» **Requests**:
a) In the interview with Karen Ball, when did she launch Speckled Pen?
b) Give a two-sentence summary of the interview with Karen Ball.
c) Pick up the interview with Karen Ball where it stops and continue it.

Q&A with Karen Ball

By   Jantien Abma 5 min read

Karen Ball has over 25 years’ experience of the publishing industry. Her career includes periods as Head of Editorial at Working Partners and Publisher at Little, Brown Books For Young Readers. In September 2016 she launched Speckled Pen, a creative consultancy aimed at helping content generators develop publisher-facing projects. Together with three industry friends, she organises the Book Bound writers’ retreat, aimed at children’s authors.

hire a children's book editor1. Tell us a bit about Speckled Pen.

Speckled Pen is a creative consultancy for the publishing industry, building on my significant track record in developing Intellectual Property, combined with my experience in trade publishing. We work with publishers, licence owners, authors, agents – and any content generator who is looking to develop publisher-facing projects.

Commissions have run the gamut from steering talented authors on their manuscripts to helping publishers strategise and create content, as well as developing our own IP. We have a team of freelancers and authors working with us and, so far, it’s been a great exercise in creative collaboration.

2. You’ve worked in children’s and YA publishing for a while. Are there common denominators for successful series launches you’ve been involved with?

Any compelling series launch always has elements in common – strong branding, imaginative marketing that extends beyond the first book, an engaged author, confident publishing and cross-departmental teamwork.

Beyond that, the two markets of children’s and YA are quite distinct. You’re engaging with different audiences and different needs. Speaking broadly, I’d say that a children’s series launch is about the concept and a YA series launch is about the voice and author. But that is a very broad brush stroke assessment and there are always exceptions to the rule.

I’m interested to watch what happens with the YA projects that have recently been bought up by adult publishers (Mirror, Mirror to Trapeze and Askari to Gollancz, for example), and how they launch their books. Will they be pitched as YA or crossover or both?

» **Records provided**:
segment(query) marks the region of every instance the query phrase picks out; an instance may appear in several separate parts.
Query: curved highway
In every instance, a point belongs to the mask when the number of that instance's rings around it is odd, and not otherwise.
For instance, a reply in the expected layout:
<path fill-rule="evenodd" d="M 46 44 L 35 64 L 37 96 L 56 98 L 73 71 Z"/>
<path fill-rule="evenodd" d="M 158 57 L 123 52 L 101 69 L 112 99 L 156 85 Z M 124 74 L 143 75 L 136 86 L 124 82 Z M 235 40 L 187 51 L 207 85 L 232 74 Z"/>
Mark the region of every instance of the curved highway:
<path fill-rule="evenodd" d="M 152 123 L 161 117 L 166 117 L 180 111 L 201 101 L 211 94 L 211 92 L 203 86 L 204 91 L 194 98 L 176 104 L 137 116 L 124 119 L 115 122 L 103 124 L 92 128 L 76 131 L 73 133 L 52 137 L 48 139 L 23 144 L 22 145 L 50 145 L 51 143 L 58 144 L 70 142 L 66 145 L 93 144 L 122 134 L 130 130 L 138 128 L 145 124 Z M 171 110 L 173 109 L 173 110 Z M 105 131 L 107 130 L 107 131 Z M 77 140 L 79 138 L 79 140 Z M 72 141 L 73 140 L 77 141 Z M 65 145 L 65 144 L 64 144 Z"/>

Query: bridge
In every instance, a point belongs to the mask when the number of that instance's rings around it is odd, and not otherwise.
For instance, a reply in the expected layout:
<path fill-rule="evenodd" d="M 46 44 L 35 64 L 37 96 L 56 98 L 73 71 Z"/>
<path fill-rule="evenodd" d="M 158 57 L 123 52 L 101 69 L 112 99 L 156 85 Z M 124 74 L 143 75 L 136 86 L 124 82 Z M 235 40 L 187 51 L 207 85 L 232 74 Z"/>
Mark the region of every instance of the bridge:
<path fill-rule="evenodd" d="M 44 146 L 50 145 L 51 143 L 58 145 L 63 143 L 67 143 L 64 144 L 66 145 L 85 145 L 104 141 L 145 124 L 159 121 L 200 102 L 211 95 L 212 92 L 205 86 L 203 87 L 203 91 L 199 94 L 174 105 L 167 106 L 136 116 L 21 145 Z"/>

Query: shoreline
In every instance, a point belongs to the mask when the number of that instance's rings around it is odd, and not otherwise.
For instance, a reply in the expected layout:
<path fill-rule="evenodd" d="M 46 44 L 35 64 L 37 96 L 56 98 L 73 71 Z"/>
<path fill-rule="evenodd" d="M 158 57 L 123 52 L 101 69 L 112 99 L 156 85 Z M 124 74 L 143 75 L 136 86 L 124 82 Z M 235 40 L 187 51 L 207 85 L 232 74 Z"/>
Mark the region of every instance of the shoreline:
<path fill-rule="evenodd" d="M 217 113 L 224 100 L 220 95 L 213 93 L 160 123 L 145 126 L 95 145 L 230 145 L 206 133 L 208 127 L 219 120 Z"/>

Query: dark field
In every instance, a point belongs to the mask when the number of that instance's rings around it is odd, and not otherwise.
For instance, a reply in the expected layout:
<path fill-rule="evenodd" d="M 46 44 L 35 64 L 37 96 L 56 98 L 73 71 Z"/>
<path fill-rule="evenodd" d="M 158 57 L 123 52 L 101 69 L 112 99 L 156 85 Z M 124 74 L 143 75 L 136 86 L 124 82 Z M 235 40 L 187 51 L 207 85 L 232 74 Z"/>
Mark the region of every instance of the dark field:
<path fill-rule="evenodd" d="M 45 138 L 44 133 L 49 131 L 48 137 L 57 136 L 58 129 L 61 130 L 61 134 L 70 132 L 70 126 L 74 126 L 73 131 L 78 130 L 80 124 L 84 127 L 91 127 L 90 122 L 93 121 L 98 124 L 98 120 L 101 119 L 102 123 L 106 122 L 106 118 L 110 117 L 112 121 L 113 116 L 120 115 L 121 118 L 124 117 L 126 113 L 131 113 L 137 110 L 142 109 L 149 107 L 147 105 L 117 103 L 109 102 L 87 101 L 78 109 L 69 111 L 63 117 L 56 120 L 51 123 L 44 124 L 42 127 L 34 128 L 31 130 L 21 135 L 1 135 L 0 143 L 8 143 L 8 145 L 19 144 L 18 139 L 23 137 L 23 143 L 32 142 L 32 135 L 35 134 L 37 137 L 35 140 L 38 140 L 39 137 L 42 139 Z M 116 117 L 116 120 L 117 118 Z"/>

» **Expected results**:
a) In September 2016.

b) Karen Ball, who has over 25 years of publishing experience, runs Speckled Pen, a creative consultancy that helps publishers, licence owners, authors, agents and other content generators develop publisher-facing projects and also develops its own IP. She says successful series launches share strong branding, imaginative marketing, an engaged author, confident publishing and teamwork, although children's launches tend to center on the concept and YA launches on the voice and author.

c)
Increasingly, brand and profile are becoming important. A cute idea alone may not be enough. But I still stand by my old-fashioned belief that imagination, passion and originality drive great books to market. There are some publishers doing that brilliantly – Usborne, Nosy Crow and Oxford University Press stand out to me as publishers who are thinking and publishing imaginatively. I’m also really excited to see what happens with the new children’s imprint at Head of Zeus.

3. You are focused on creating IP and selling rights. How do you work out what the market will be interested in reading in different territories so far in advance of it actually appearing in book form?

It’s impossible to spot and predict trends way in advance and across markets, and it’s a common misconception that IP development is an ideas factory churning out sure-fire bestsellers. I wish!

Talking to publishers and editors helps spot broad fashions and prevents you going down creative cul-de-sacs, but even then you’d need to move pretty nimbly to hit a trend at the right time.

Some early advice from a rights expert to Speckled Pen was to avoid second-guessing the market and only pursue projects we felt passionate about.

One concept I’m currently developing is a passion project for a middle grade humour series. Every time I engage with an editor or author over it, I always say, ‘It’s crazy – it probably won’t sell.’ But whenever I go back to it, I end up grinning – and lots of people laugh when I pitch the concept to them. So I’m running with that early kernel of instinct and seeing where it takes me.

An IP generator also develops enough projects to allow for the failure of some of them. Failure is a really important part of IP generation, which I appreciate is an uncomfortable truth for a lot of publishing people. We’re groomed to seek success and bestsellers. But any creativity always involves a large dollop of failure and it’s important to build that into your business model for IP. It’s okay if some projects don’t get off the ground. It’s more than okay, it’s necessary – because idea generation is about taking risks.

Sorry, that’s a really long answer! Basically, there is no way of working out the market other than employing your own instincts and experience to develop the best projects you can with passion.

4. Is there one YA book or series you wished you’d commissioned that you missed out on?

I didn’t miss out because I didn’t offer (not a reflection on the book, merely a reflection on my ability to read quickly!), but I have been incredibly impressed by the publishing of Katherine Webber’s Wing Jones by Walker Books. The package is absolutely gorgeous, I’d say a really exemplary example of UK YA, with stunning book design, an engaged author, active community around her… and brilliant storytelling. Of course, it all begins and ends with story.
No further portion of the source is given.